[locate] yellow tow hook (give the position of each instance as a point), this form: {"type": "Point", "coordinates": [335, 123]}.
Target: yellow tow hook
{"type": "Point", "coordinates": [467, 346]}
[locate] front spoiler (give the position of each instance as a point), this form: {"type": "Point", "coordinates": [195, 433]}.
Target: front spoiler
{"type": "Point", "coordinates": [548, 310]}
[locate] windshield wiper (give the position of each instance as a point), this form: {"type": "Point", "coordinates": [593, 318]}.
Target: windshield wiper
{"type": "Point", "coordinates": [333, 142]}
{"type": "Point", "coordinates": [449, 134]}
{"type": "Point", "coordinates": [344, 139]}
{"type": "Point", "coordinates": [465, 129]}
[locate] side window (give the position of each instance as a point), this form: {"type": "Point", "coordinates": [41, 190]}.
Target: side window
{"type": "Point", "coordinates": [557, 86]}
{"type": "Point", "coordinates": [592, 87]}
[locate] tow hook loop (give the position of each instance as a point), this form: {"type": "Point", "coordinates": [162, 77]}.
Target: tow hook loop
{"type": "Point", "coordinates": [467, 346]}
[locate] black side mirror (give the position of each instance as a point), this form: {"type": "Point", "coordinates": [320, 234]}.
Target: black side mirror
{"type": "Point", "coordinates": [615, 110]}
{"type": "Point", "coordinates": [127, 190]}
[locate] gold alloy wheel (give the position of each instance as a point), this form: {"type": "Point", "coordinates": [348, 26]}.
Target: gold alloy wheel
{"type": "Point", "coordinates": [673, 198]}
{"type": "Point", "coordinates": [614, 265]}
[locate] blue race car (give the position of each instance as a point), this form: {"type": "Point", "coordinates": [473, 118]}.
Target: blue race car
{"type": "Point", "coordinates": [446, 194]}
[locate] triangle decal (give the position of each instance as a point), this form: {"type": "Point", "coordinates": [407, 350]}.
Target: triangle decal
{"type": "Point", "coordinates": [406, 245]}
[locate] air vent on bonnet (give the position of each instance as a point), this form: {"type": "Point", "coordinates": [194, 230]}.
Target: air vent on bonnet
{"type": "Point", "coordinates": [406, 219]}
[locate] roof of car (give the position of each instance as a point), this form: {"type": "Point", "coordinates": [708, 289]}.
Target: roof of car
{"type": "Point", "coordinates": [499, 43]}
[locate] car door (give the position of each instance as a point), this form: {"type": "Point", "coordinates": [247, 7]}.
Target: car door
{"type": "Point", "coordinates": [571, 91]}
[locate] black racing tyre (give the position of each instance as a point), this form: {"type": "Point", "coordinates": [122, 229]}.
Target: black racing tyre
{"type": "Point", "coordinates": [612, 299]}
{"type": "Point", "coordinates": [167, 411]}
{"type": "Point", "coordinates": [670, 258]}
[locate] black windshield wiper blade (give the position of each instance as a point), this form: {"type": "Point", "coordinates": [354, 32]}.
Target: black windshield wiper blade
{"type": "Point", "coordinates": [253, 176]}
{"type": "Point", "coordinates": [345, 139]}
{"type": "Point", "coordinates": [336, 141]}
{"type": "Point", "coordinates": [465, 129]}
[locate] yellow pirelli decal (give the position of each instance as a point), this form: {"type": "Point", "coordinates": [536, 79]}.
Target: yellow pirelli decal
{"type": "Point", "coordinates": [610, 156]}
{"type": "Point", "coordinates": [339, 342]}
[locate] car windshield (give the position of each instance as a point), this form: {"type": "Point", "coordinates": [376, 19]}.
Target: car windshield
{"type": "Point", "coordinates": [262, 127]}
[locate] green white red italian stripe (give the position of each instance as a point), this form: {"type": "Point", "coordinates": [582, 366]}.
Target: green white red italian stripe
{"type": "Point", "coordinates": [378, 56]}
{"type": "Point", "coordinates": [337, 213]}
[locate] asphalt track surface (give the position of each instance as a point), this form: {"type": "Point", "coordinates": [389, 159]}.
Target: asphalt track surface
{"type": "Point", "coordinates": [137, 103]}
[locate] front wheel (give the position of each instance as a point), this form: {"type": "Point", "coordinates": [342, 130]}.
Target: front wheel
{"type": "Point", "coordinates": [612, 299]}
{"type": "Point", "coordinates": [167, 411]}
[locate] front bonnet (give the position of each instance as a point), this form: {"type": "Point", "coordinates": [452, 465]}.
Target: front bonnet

■ ■ ■

EXERCISE PROMPT:
Format every line of the records above as a JSON list of strings, one string per line, leaving out blank lines.

TASK SOLUTION:
[
  "[locate] yellow tow hook (give the position of each instance as a point), this form: {\"type\": \"Point\", \"coordinates\": [335, 123]}.",
  "Target: yellow tow hook",
  "{\"type\": \"Point\", \"coordinates\": [467, 346]}",
  "[locate] front spoiler (give the position of each instance as a point), this form: {\"type\": \"Point\", \"coordinates\": [195, 433]}.",
  "Target: front spoiler",
  "{\"type\": \"Point\", \"coordinates\": [548, 310]}",
  "[locate] windshield wiper (give the position of each instance as a point), this form: {\"type\": \"Point\", \"coordinates\": [593, 318]}.",
  "Target: windshield wiper",
  "{\"type\": \"Point\", \"coordinates\": [333, 142]}",
  "{\"type\": \"Point\", \"coordinates\": [449, 134]}",
  "{\"type\": \"Point\", \"coordinates\": [344, 139]}",
  "{\"type\": \"Point\", \"coordinates\": [465, 129]}",
  "[locate] side window (give the position of each instance as a point), this form: {\"type\": \"Point\", \"coordinates\": [41, 190]}.",
  "Target: side window",
  "{\"type\": \"Point\", \"coordinates\": [557, 86]}",
  "{\"type\": \"Point\", \"coordinates\": [592, 87]}",
  "[locate] tow hook loop (give the position of each instance as a point), this form: {\"type\": \"Point\", \"coordinates\": [162, 77]}.",
  "Target: tow hook loop",
  "{\"type\": \"Point\", \"coordinates\": [467, 346]}",
  "[locate] black side mirror (give the position of each instance as a point), this form: {\"type\": \"Point\", \"coordinates\": [320, 234]}.",
  "Target: black side mirror",
  "{\"type\": \"Point\", \"coordinates\": [615, 110]}",
  "{\"type\": \"Point\", \"coordinates\": [127, 190]}",
  "[locate] gold alloy wheel (give the position of each instance as a point), this form: {\"type\": \"Point\", \"coordinates\": [348, 26]}.",
  "Target: gold alloy wheel",
  "{\"type\": \"Point\", \"coordinates\": [673, 198]}",
  "{\"type\": \"Point\", \"coordinates\": [614, 265]}",
  "[locate] blue race car (give the position of each instance as a point), this form: {\"type\": \"Point\", \"coordinates\": [473, 118]}.",
  "Target: blue race car",
  "{\"type\": \"Point\", \"coordinates\": [446, 194]}",
  "[locate] triangle decal (give the position of each instance as a point), this form: {\"type\": \"Point\", \"coordinates\": [407, 350]}.",
  "Target: triangle decal",
  "{\"type\": \"Point\", \"coordinates\": [406, 245]}",
  "[locate] air vent on bonnet (give the position of each instance as a point), this form: {\"type\": \"Point\", \"coordinates\": [194, 230]}.",
  "Target: air vent on bonnet",
  "{\"type\": \"Point\", \"coordinates\": [406, 219]}",
  "[locate] roof of car (give the position of each instance as a point), this form: {\"type\": \"Point\", \"coordinates\": [708, 289]}.",
  "Target: roof of car",
  "{\"type\": \"Point\", \"coordinates\": [499, 43]}",
  "[locate] car door (give the position of each instance as a point), this form: {\"type\": \"Point\", \"coordinates\": [247, 7]}.",
  "Target: car door",
  "{\"type\": \"Point\", \"coordinates\": [571, 91]}",
  "[locate] black racing tyre (give the position of each instance as a point), this form: {\"type\": \"Point\", \"coordinates\": [122, 229]}.",
  "Target: black racing tyre",
  "{\"type\": \"Point\", \"coordinates\": [612, 299]}",
  "{\"type\": \"Point\", \"coordinates\": [167, 411]}",
  "{\"type\": \"Point\", \"coordinates\": [670, 258]}",
  "[locate] black windshield wiper blade (give the position of each instance as a point), this form: {\"type\": \"Point\", \"coordinates\": [354, 32]}.",
  "Target: black windshield wiper blade",
  "{\"type\": \"Point\", \"coordinates\": [253, 176]}",
  "{\"type\": \"Point\", \"coordinates\": [345, 139]}",
  "{\"type\": \"Point\", \"coordinates\": [336, 141]}",
  "{\"type\": \"Point\", \"coordinates\": [465, 129]}",
  "[locate] yellow pirelli decal (give the position of each instance as a point), this form: {\"type\": \"Point\", \"coordinates\": [536, 79]}.",
  "Target: yellow pirelli decal",
  "{\"type\": \"Point\", \"coordinates\": [610, 156]}",
  "{\"type\": \"Point\", \"coordinates\": [339, 342]}",
  "[locate] car windshield (give the position of each instance as a point), this form: {\"type\": \"Point\", \"coordinates\": [376, 19]}.",
  "Target: car windshield",
  "{\"type\": \"Point\", \"coordinates\": [262, 127]}",
  "[locate] green white red italian stripe (give the position of each instance as a point), this form: {\"type\": \"Point\", \"coordinates\": [582, 366]}.",
  "Target: green white red italian stripe",
  "{\"type\": \"Point\", \"coordinates\": [378, 56]}",
  "{\"type\": \"Point\", \"coordinates\": [337, 213]}",
  "[locate] asphalt track surface (give the position of each instance as a point), this form: {\"type\": \"Point\", \"coordinates\": [389, 159]}.",
  "Target: asphalt track surface",
  "{\"type\": \"Point\", \"coordinates\": [137, 103]}",
  "[locate] front wheel (give the position of each instance as a point), this form: {\"type\": \"Point\", \"coordinates\": [342, 130]}.",
  "Target: front wheel",
  "{\"type\": \"Point\", \"coordinates\": [612, 299]}",
  "{\"type\": \"Point\", \"coordinates\": [167, 411]}",
  "[locate] front bonnet (give the position of each instance as a point), this form: {\"type\": \"Point\", \"coordinates\": [452, 465]}.",
  "Target: front bonnet"
]